> _Task requirements_:
Convert the entries below, starting at the beginning of the entries and ending at the line that contains "(158, 333), (626, 417)", into a JSON list of strings with one string per line and no blank lines. Do not include the pictures in the answer.
[Begin Material provided]
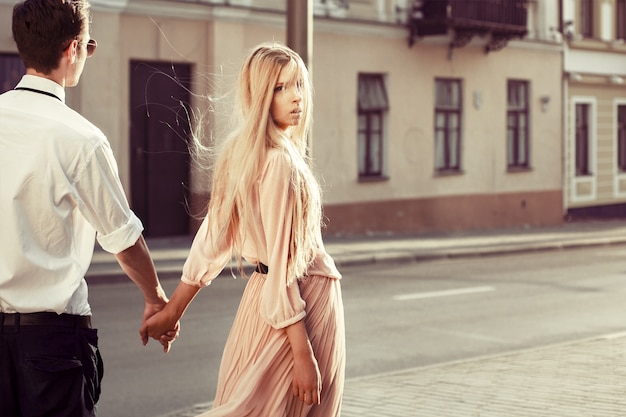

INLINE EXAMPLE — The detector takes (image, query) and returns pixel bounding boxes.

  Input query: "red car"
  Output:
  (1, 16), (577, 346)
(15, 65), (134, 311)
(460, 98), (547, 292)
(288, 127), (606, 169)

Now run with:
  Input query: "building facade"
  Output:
(562, 0), (626, 218)
(0, 0), (564, 236)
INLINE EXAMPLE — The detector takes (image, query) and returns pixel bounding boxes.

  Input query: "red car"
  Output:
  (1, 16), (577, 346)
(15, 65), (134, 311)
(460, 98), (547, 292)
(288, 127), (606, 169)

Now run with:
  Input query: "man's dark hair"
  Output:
(12, 0), (90, 74)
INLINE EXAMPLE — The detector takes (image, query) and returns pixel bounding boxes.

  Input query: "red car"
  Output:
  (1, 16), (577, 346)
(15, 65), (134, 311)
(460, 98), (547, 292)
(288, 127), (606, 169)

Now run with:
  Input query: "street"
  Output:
(90, 246), (626, 417)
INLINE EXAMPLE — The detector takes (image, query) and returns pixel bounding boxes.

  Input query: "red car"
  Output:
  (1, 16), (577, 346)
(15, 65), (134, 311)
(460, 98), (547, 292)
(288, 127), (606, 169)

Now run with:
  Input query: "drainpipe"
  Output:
(287, 0), (313, 71)
(559, 0), (569, 219)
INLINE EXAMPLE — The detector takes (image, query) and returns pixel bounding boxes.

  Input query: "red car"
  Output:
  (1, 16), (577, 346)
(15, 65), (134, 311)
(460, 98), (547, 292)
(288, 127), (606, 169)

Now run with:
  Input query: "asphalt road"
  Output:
(90, 246), (626, 417)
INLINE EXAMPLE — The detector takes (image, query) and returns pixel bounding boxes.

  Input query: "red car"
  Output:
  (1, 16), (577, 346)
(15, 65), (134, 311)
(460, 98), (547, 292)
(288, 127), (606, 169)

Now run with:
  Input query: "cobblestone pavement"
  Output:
(158, 333), (626, 417)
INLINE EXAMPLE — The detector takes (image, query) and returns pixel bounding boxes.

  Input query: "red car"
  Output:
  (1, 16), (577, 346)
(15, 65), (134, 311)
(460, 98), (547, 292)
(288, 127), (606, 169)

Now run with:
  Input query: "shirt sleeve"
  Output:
(259, 153), (306, 329)
(74, 140), (143, 253)
(181, 215), (232, 287)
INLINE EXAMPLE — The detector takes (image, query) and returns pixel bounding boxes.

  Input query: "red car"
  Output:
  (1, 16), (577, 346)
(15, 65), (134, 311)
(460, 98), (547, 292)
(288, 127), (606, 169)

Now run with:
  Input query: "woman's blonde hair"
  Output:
(209, 42), (322, 283)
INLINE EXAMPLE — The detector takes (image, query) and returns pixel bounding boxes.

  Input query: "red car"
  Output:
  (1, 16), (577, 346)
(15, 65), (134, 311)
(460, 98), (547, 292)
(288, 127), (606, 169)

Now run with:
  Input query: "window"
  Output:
(575, 104), (591, 176)
(358, 74), (389, 177)
(435, 79), (462, 172)
(615, 0), (626, 39)
(0, 54), (26, 94)
(617, 104), (626, 172)
(506, 80), (529, 168)
(580, 0), (594, 38)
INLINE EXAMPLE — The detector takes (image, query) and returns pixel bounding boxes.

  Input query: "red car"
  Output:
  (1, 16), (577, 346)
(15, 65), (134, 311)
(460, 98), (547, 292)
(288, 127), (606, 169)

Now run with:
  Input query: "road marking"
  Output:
(420, 326), (518, 345)
(393, 285), (496, 301)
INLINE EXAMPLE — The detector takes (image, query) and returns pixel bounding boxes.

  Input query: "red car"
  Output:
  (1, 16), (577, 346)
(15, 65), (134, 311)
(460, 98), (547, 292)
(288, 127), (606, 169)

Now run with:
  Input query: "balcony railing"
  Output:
(409, 0), (528, 50)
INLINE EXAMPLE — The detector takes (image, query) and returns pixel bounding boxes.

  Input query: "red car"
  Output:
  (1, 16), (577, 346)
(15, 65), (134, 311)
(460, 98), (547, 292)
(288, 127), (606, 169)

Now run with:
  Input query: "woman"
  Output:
(141, 43), (345, 417)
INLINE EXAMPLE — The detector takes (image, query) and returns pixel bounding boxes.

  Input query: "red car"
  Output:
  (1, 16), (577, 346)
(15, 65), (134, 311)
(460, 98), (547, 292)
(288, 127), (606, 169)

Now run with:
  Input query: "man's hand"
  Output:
(139, 305), (180, 353)
(139, 299), (180, 353)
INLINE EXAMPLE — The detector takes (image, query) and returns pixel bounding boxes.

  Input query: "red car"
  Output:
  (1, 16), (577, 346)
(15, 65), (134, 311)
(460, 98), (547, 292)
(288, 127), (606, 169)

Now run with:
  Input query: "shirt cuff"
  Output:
(97, 212), (143, 254)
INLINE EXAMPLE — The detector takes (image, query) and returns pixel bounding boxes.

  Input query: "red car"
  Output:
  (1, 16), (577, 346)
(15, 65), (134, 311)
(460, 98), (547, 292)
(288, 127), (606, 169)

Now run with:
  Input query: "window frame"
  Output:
(615, 0), (626, 40)
(433, 78), (463, 174)
(0, 52), (26, 94)
(357, 73), (389, 180)
(615, 103), (626, 174)
(574, 102), (593, 177)
(506, 79), (530, 171)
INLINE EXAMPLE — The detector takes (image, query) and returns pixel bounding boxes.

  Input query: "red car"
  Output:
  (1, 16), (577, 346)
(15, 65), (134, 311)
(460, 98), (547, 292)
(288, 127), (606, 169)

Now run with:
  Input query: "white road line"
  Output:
(393, 285), (496, 301)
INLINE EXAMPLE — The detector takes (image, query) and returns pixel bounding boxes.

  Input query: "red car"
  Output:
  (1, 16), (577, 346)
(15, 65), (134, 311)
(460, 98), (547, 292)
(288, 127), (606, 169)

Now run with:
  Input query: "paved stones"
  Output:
(162, 334), (626, 417)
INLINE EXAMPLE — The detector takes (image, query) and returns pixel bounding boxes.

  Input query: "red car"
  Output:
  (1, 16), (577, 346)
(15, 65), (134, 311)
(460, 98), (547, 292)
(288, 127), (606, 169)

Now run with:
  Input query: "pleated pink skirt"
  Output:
(198, 273), (346, 417)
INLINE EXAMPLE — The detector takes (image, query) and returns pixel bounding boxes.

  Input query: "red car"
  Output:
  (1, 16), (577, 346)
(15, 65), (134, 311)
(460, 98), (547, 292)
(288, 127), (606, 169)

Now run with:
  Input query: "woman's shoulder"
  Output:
(261, 148), (294, 181)
(265, 148), (293, 170)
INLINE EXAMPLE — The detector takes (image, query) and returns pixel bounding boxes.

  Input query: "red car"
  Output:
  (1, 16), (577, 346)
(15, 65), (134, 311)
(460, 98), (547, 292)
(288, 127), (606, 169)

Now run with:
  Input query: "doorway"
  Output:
(130, 61), (191, 237)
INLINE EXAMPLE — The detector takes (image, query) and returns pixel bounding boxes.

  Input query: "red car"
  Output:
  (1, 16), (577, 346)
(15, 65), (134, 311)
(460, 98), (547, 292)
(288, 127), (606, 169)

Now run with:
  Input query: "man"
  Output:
(0, 0), (178, 417)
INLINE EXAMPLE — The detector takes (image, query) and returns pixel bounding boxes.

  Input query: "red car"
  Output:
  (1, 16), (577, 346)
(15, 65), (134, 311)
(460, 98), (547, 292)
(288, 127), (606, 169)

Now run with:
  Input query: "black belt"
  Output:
(0, 312), (91, 329)
(254, 262), (270, 275)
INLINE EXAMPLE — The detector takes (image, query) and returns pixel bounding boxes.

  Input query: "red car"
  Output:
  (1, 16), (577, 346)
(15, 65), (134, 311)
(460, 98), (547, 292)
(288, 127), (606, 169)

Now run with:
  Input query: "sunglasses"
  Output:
(78, 39), (98, 58)
(63, 39), (98, 58)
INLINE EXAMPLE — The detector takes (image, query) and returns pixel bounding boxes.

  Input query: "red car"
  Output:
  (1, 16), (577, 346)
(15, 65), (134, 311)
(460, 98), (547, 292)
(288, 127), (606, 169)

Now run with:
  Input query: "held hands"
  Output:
(139, 304), (180, 353)
(139, 300), (180, 353)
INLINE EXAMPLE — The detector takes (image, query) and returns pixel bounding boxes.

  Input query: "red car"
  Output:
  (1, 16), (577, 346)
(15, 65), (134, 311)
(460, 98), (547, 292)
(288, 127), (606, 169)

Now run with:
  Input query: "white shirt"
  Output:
(0, 75), (143, 315)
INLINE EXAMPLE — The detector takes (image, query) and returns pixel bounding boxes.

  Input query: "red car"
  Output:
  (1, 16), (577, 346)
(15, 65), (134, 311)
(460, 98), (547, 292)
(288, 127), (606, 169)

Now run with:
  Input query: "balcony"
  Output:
(408, 0), (528, 52)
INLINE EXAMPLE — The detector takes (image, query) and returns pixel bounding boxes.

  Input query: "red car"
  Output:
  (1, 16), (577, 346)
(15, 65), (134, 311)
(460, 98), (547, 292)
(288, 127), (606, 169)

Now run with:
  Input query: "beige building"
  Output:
(0, 0), (564, 236)
(562, 0), (626, 218)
[End Material provided]
> _Written solution_:
[
  "INLINE EXAMPLE — The detector takes (image, query) and returns pixel bounding boxes.",
  "  Input query: \"red car\"",
  "  Output:",
  "  (1, 16), (577, 346)",
  "(15, 65), (134, 311)",
  "(460, 98), (547, 292)",
  "(288, 127), (606, 169)",
  "Now run with:",
  "  Input query: \"building facade\"",
  "  Output:",
  "(562, 0), (626, 218)",
  "(0, 0), (564, 236)",
  "INLINE EXAMPLE — The detector takes (image, query) and returns pixel bounding boxes.",
  "  Input query: \"red car\"",
  "  Output:",
  "  (1, 16), (577, 346)",
  "(15, 65), (134, 311)",
  "(460, 98), (547, 292)",
  "(288, 127), (606, 169)",
  "Now run with:",
  "  Input query: \"man's dark hair\"",
  "  Output:",
  "(12, 0), (90, 74)",
  "INLINE EXAMPLE — The detector takes (image, query) and returns pixel bounding boxes.",
  "  Input query: \"red car\"",
  "  Output:",
  "  (1, 16), (577, 346)",
  "(15, 65), (134, 311)",
  "(460, 98), (547, 292)",
  "(288, 127), (606, 169)",
  "Now run with:",
  "  Input query: \"street\"",
  "  Output:",
  "(90, 246), (626, 417)",
  "INLINE EXAMPLE — The detector takes (image, query) and returns pixel bounding boxes.",
  "  Input query: \"red car\"",
  "  Output:",
  "  (1, 16), (577, 346)",
  "(15, 65), (134, 311)",
  "(460, 98), (547, 292)",
  "(288, 127), (606, 169)",
  "Now run with:",
  "  Input query: \"drainpipe\"",
  "  Output:",
  "(287, 0), (313, 71)",
  "(559, 0), (569, 219)",
  "INLINE EXAMPLE — The detector takes (image, query) and returns pixel bounding boxes.",
  "  Input query: \"red car\"",
  "  Output:",
  "  (1, 16), (577, 346)",
  "(15, 65), (134, 311)",
  "(460, 98), (547, 292)",
  "(288, 127), (606, 169)",
  "Now run with:",
  "  Input query: \"asphalt road\"",
  "  Output:",
  "(90, 246), (626, 417)",
  "INLINE EXAMPLE — The detector takes (image, query) and returns pixel bounding boxes.",
  "  Input query: \"red car\"",
  "  Output:",
  "  (1, 16), (577, 346)",
  "(15, 65), (134, 311)",
  "(460, 98), (547, 292)",
  "(288, 127), (606, 169)",
  "Now run with:",
  "  Input query: \"cobblestone pavement\"",
  "  Output:",
  "(158, 333), (626, 417)"
]